*Task to complete*: Substitute "parked vehicle" for "parked car" in the lines that begin at the one containing "point: tall arched" and end after the one containing "column 761, row 346", and reproduce only those lines with everything else unchanged.

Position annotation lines
---+---
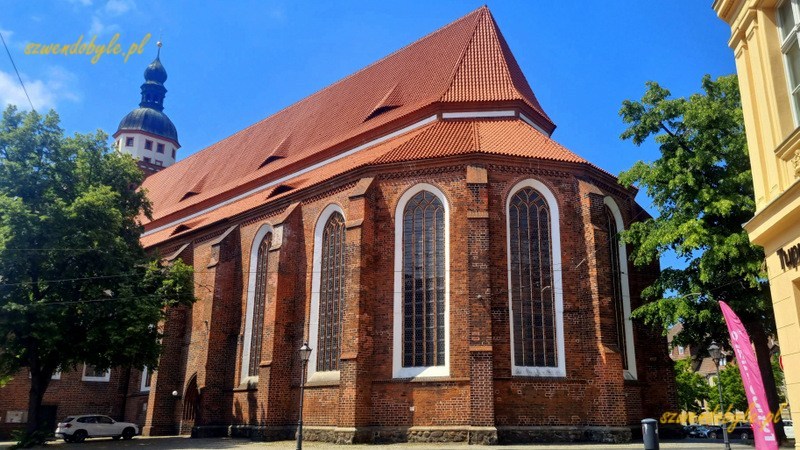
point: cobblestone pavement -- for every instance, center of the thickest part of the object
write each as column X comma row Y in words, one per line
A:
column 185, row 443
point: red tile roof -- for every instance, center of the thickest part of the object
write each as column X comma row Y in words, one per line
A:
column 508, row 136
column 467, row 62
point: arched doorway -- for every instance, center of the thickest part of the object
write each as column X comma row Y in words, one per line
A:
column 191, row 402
---+---
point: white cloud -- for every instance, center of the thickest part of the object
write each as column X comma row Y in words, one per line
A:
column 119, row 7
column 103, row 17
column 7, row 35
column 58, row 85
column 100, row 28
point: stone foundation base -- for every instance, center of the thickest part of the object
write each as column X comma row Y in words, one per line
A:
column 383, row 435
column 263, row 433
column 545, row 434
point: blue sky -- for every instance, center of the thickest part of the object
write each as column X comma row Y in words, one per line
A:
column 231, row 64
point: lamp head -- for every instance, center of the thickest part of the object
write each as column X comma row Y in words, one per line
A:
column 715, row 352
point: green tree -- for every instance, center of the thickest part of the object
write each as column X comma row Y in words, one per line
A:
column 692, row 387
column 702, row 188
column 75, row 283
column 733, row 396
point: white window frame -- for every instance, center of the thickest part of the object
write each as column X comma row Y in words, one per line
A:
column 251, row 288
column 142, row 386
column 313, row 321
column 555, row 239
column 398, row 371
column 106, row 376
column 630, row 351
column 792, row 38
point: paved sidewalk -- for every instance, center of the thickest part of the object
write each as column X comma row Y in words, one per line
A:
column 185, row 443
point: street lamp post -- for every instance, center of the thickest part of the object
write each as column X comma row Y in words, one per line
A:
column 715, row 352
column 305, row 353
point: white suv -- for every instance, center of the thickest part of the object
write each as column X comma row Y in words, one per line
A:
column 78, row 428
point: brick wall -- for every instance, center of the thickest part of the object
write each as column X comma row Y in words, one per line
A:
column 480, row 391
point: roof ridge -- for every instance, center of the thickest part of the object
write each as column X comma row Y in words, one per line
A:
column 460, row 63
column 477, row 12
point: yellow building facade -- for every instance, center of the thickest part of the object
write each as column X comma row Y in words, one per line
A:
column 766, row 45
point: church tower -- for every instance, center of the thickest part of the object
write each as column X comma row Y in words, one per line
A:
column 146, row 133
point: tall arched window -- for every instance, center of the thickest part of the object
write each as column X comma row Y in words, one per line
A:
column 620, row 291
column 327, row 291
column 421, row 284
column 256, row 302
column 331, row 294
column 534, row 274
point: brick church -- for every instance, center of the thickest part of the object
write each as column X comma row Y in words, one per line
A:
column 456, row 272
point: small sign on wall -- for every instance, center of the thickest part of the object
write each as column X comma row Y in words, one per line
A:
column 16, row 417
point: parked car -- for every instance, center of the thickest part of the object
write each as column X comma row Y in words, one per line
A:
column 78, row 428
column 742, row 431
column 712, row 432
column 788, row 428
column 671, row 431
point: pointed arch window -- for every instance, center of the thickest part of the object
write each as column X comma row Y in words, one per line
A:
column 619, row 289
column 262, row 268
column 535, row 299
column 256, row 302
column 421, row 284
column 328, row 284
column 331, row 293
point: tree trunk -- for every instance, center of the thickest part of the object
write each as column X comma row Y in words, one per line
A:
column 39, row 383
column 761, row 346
---+---
*The answer*:
point: tall arched window -- for every instance, center of the thickest part of the object
write each as column X comma row Y in words, one per line
A:
column 620, row 291
column 327, row 291
column 421, row 284
column 256, row 302
column 331, row 294
column 534, row 274
point: brick church -- for every instance, center of the thickest part of the object
write each as column X comma row Y in words, one per line
A:
column 456, row 272
point: small sign on wall -- for every instance, center of the thickest part of the object
write each as column X comma row Y in words, one per line
A:
column 16, row 417
point: parked vehicle -- for every instance, center of the thickest part of the object
write each as column X comma row Y in words, one per line
A:
column 78, row 428
column 742, row 431
column 712, row 432
column 788, row 428
column 671, row 431
point: pointed arch window -- for every instance, center of the thickest part of the object
write each as column X comma row Y in words, one per line
A:
column 619, row 289
column 262, row 268
column 535, row 299
column 256, row 302
column 421, row 284
column 328, row 284
column 331, row 293
point: tree trunk -- for every instance, center of the thickest part of the object
write each as column X comma row Y in words, one per line
A:
column 39, row 383
column 761, row 346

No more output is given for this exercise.